■ Exercise instructions ■
1. Duplicate the stretch of the passage on violence against Asian Americans from "According to the" through "likely far higher.".
2. In the passage on violence against Asian Americans, how is state Rep. Nima Kulkarni described?
3. Condense the paragraph of the passage on violence against Asian Americans that opens with "These were crimes" into a short list that keeps its main facts.

■ Excerpt provided ■
....

News of the recent shooting deaths of six women of Asian descent in the Atlanta area brought renewed focus to a troubling trend in American life over the past year: a stark increase in violence against Asian Americans.
According to the group Stop AAPI Hate, there have been some 3,800 acts of harassment and violence against Asian Americans and Pacific Islanders since last March. Because the group relies of self-reported information from victims, Stop AAPI Hate says the actual number of incidents is likely far higher.
“These were crimes that may not rise to the level of something that would be defined as a hate crime in a particular statute,” says state Rep. Nima Kulkarni, Kentucky's only Asian-American legislator. “It might be online harassment, it might be somebody spitting on you, shoving you, calling you names on the street, discriminating against you in terms of service at a restaurant or employment.”

....

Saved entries
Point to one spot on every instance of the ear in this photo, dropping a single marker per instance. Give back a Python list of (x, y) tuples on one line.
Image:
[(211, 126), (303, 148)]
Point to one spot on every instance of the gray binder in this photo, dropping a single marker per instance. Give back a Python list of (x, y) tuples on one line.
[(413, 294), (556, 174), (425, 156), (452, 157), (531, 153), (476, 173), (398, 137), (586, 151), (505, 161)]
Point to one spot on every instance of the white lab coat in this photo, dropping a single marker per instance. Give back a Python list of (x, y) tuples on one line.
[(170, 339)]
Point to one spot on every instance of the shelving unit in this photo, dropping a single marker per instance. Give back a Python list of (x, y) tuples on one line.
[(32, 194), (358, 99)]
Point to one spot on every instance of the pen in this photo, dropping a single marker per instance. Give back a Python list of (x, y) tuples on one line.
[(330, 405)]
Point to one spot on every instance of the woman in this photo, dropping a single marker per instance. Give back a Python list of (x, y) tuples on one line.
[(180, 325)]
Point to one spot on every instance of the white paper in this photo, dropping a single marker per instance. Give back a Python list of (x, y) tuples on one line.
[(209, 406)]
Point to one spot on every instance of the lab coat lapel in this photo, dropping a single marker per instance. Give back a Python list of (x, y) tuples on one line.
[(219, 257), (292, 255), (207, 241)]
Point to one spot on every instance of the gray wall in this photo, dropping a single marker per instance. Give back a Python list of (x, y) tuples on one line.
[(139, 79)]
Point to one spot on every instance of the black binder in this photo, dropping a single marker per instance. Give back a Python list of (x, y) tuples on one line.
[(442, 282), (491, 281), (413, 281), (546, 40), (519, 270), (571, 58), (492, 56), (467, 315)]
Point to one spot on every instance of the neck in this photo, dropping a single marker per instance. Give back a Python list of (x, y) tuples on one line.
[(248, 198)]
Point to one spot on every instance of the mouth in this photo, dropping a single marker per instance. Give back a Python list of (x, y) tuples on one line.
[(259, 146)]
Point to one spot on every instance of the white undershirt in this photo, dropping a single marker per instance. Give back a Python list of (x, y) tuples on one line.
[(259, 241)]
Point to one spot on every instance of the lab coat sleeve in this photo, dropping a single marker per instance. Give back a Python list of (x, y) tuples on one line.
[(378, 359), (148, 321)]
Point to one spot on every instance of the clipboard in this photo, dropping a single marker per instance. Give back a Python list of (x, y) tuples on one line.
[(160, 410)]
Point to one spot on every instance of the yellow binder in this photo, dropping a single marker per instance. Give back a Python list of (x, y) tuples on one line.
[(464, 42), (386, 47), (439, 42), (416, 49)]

....

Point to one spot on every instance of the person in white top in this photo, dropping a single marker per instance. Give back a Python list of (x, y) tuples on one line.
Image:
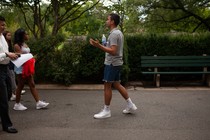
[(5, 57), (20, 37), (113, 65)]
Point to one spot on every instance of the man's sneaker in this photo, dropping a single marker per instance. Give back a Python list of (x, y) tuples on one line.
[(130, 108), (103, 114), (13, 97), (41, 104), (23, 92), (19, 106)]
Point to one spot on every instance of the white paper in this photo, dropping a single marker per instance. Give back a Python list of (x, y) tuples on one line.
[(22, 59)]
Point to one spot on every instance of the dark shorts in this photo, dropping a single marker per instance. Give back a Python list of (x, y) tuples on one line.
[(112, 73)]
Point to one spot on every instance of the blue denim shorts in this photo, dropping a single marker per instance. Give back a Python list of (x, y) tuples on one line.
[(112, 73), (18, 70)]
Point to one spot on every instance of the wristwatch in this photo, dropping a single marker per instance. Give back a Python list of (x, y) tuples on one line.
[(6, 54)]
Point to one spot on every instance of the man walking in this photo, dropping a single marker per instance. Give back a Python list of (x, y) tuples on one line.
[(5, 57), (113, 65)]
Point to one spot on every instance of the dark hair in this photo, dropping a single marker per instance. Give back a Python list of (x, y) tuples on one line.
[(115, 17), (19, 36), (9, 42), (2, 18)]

....

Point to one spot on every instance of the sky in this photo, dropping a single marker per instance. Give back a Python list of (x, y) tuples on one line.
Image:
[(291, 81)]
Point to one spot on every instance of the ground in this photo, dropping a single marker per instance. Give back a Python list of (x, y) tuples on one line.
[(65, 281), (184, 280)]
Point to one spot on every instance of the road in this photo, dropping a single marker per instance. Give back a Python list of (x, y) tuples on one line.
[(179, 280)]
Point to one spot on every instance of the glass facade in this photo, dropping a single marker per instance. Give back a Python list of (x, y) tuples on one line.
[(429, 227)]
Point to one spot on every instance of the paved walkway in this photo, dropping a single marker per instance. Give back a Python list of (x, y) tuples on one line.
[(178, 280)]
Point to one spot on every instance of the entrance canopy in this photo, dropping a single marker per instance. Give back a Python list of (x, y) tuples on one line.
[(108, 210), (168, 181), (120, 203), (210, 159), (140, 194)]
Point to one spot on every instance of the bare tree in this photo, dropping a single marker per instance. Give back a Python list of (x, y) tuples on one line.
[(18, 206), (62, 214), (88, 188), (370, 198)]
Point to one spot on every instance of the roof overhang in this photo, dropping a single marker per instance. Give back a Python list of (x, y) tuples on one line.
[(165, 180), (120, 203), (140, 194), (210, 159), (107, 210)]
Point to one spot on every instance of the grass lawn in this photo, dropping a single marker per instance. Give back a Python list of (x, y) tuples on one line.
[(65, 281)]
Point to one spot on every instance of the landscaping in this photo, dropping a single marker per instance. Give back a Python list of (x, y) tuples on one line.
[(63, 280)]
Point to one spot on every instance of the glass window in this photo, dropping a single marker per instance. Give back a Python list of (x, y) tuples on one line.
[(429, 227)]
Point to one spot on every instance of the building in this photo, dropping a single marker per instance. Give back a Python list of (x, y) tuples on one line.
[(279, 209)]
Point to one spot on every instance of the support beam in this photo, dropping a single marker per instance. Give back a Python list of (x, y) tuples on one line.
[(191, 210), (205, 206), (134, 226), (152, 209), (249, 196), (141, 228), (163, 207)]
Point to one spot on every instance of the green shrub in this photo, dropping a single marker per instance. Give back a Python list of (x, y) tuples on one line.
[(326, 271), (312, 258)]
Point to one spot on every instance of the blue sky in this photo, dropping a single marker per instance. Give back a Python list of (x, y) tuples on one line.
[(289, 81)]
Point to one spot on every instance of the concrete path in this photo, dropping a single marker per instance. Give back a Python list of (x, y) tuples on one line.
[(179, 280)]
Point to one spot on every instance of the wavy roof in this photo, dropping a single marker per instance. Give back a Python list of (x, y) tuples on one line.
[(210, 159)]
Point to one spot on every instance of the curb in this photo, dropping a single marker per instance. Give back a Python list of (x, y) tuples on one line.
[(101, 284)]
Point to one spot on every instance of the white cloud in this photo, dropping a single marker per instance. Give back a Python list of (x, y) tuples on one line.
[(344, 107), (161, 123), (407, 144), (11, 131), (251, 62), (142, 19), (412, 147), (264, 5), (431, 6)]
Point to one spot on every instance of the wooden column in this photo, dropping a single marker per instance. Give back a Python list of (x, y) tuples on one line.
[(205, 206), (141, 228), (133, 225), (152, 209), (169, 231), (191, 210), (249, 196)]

....

■ Task-by-task results ■
1.
According to the group Stop AAPI Hate, there have been some 3,800 acts of harassment and violence against Asian Americans and Pacific Islanders since last March. Because the group relies of self-reported information from victims, Stop AAPI Hate says the actual number of incidents is likely far higher.

2. She is Kentucky's only Asian-American legislator.

3.
- Speaker: state Rep. Nima Kulkarni, Kentucky's only Asian-American legislator
- She says these crimes may not meet a particular statute's definition of a hate crime.
- Examples she gives:
  - online harassment
  - spitting on someone
  - shoving
  - name-calling on the street
  - discrimination in restaurant service or employment